## TEXT
* Begin *

3. Interpretation of the FOIP Act and the Term “Identified” was reasonable
Justice Graesser mentioned that the Adjudicator found that the disclosure by the detective to AB’s employer in January 2013 breached AB’s privacy rights (at para 66). He referred to her following reasoning:
I find that the Complainant did not consent to the Public Body’s use of his personal information to create the PIC or VSC within the terms of section 39(1)(b) of the FOIP Actor section 7 of the Regulation. As I find that the Public Body used the Complainant’s personal information without valid consent in circumstances where it was required to obtain his consent to use it, I intend to order the Public Body to cease using the Complainant’s personal information in its custody or control in contravention of the FOIP Act (Edmonton Police Service at para 67). (Adjudicator Decision at para 63)
Moreover, Justice Graesser noted that the cases cited by EPS did not make the Adjudicator’s interpretation of “identify” unreasonable. According to Justice Graesser, the Adjudicator had the right to interpret “identify” in the context of protecting privacy concerns and in the context of her home statute. There were no restrictions on her interpretation (at para 141). The Adjudicator’s reasons on this issue satisfy the standards of justification, transparency, intelligibility and defensibility (at para 142).
Justice Graesser affirmed that the reference to “police files” in the EPS Consent Form provides no description at all. According to Justice Graesser, to be valid, a consent needs to be an informed consent. “Police files” tells individuals what information the police collect and how and where they store it and for how long they store it (at para 144).
Justice Graesser added that “no individual would intuitively understand that “police files” would include information about unsubstantiated complaints to the police, matters that have been investigated by police for which no action was taken, or matters where charges were laid but the accused was acquitted” (at para 146).

* End *

## RECORDED DATA
* Begin *

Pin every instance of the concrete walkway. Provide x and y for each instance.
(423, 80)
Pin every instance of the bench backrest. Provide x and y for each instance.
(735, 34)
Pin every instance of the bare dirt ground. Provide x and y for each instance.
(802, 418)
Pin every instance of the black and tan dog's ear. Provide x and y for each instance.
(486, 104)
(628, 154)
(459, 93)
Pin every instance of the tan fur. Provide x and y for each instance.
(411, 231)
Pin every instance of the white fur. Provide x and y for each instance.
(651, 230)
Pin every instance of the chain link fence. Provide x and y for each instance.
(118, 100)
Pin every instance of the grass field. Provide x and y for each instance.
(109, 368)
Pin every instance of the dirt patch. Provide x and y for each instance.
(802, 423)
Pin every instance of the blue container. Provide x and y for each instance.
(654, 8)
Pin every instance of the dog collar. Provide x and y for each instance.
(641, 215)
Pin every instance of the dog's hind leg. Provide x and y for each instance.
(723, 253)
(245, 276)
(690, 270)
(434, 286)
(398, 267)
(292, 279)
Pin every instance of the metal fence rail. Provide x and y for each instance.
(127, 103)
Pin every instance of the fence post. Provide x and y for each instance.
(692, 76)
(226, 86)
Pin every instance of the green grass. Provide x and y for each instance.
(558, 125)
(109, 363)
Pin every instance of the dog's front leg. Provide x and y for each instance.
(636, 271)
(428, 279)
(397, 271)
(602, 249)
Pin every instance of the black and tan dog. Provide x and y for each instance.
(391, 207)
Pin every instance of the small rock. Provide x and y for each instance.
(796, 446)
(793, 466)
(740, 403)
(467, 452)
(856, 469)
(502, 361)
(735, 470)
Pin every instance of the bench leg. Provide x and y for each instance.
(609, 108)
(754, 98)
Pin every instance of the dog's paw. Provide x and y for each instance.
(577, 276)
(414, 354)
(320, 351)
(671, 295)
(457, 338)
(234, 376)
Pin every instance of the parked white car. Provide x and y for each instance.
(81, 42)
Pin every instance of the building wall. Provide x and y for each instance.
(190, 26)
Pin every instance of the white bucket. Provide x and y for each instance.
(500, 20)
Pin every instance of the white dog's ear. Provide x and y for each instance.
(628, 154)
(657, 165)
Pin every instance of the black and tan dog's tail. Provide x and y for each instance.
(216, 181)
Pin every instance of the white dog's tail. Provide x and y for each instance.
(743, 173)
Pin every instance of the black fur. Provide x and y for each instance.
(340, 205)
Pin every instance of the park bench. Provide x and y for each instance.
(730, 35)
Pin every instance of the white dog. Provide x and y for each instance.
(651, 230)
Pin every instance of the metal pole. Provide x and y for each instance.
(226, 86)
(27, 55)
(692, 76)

* End *

## TASK A
Please copy the passage of the privacy ruling text between "Moreover, Justice Graesser" and "(at para 142).", inclusive.
## TASK B
In the privacy ruling text, what kind of consent does Justice Graesser say is needed for a consent to be valid?
## TASK C
Carry the privacy ruling text on from its final sentence.
The material is not needed for anything here.

## TASK RESPONSE A
Moreover, Justice Graesser noted that the cases cited by EPS did not make the Adjudicator’s interpretation of “identify” unreasonable. According to Justice Graesser, the Adjudicator had the right to interpret “identify” in the context of protecting privacy concerns and in the context of her home statute. There were no restrictions on her interpretation (at para 141). The Adjudicator’s reasons on this issue satisfy the standards of justification, transparency, intelligibility and defensibility (at para 142).

## TASK RESPONSE B
It must be an informed consent.

## TASK RESPONSE C
EPS said that they are only providing the applicant with the information it has on the applicant who in turn decides to do with that information. Justice Graesser stated that that might be the case when someone is simply curious to see what the police may have on them. But in the context of a PIC request, the applicant must identify why he or she wants the search. For a VSC, it is known that a search is usually required for volunteer or employment purposes, whether it be to obtain a job in the vulnerable sector or to keep a job in the vulnerable sector. Justice Graesser added that EPS knows what use is intended to be made of the search, and that negative results on the search will most likely have negative results on the applicant (at para 147).
Justice Graesser referred to the Investigation Report F14-01, Use of Police Information Checks in British Columbia, 2014 BCIPC No 14 at 28 (Investigation Report): “information in the police agency’s database was collected for law enforcement and changing its use to employment-related decisions for private or public-sector employers removes safeguards provided by the criminal justice system and leaves the individual the information is about without any recourse to challenge the accuracy of the information” (at para 148).
Justice Graesser recognized that Part 4 of the Consent Form allows limited release of the information gathered under that part, while Part 5 authorizes release “for law enforcement purposes.” By signing the form, the applicant authorizes EPS to use the information for “law enforcement purposes” (at para 160). That is very broad that it does not provide a layperson with sufficient identification of the circumstances under which the information may be disclosed to allow for meaningful consent (at para 161).
Justice Graesser added:
As an indication of what senior EPS personnel consider to be included in ‘law enforcement purposes,’ the detective who breached AB’s privacy rights requested access to AB’s police files specifying the law enforcement purpose for her request as ‘duty to warn employer.’ It is very doubtful that when signing Parts 4 and 5 an applicant understands that he or she is consenting to EPS disclosing police file information to anyone or any entity as long as the disclosure is made in the context of some aspect of police work (at para 162). Therefore, the Adjudicator’s conclusion that the purpose described in the request is insufficient is reasonable. (at para 163)
4. Evidence and Reasonable Interpretation of the Regulation
Section 7(2)(b) of the Regulation states that the consent of an individual must specify how the personal information may be used.
The Adjudicator (Adjudicator Decision at para 60) defined the term “specify” as “name or mention expressly”. She added that while the PIC waiver signed by AB refers to a search for information of general kinds being conducted, the waiver does not refer to the information that is located and considered relevant by the Public Body being included in a PIC (Edmonton Police Service at para 179).
Justice Graesser explained that the Adjudicator interpreted section 7(2)(b) of the Regulation as requiring disclosure reasonably necessary to allow an applicant sufficient identification of the information that would enable him/her to provide an informed consent to its use, that interpretation is reasonable (at para 181).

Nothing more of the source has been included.